## EXCERPT PROVIDED
I found this meme on Facebook; if you want to give it a go I'd love it if you commented with the link!

    Thursday, November 25, 2010

    Wednesday, November 24, 2010

    Russo-Biblio-Extravaganza: REVIEW: The Accompanist, by Nina Berberova

    The Accompanist, by Nina Berberova. Published 2003 by New Directions. Literary Fiction. Translated from the Russian by Marian Schwartz.

    You know, I'm really getting to like New Directions, the publisher of Nina Berberova's novella The Accompanist. This is the fourth book of theirs I've read, and the fourth intriguing, off-the-beaten-track high quality literary offering I've read of theirs, too. This is the story of Sonetchka, a talented young woman who works as a piano accompanist for a beautiful and charismatic star, Maria, and travels with her and her husband to Paris. Raised by a disgraced single mother and having little to recommend her but herself, she gives up love and a life of her own for the only life she thinks she deserves, one of subservience to the glamorous couple.

    But this subservience comes at a cost, and over the years, as Sonetchka gives up more and more, her resentment grows. Quietly, unnoticed and unappreciated, she takes the measure of what she's lost, and what she might do to extract revenge. When Sonetchka suspects Maria of an infidelity to her long-suffering husband Pavel, Sonetchka begins to get ideas about the form this revenge might take. But things quickly escalate out of control, leaving Sonetchka in a place she never imagined she would be.

## RECORDED INFORMATION
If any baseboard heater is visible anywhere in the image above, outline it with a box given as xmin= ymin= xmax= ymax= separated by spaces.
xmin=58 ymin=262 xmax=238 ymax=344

## ACTIONS TO TAKE
(a) Answer these questions about the review:
(i) Who translated The Accompanist from the Russian?
(ii) To which city does Sonetchka travel with Maria and her husband?
(iii) What is the name of Maria's husband?
(b) Repeat word for word the section of the review that opens with the words containing "I found this" and closes with "by Marian Schwartz.".

## COMPLETE ANSWERS
(a)
(i) Marian Schwartz
(ii) Paris
(iii) Pavel

(b)
I found this meme on Facebook; if you want to give it a go I'd love it if you commented with the link!

    Thursday, November 25, 2010

    Wednesday, November 24, 2010

    Russo-Biblio-Extravaganza: REVIEW: The Accompanist, by Nina Berberova

    The Accompanist, by Nina Berberova. Published 2003 by New Directions. Literary Fiction. Translated from the Russian by Marian Schwartz.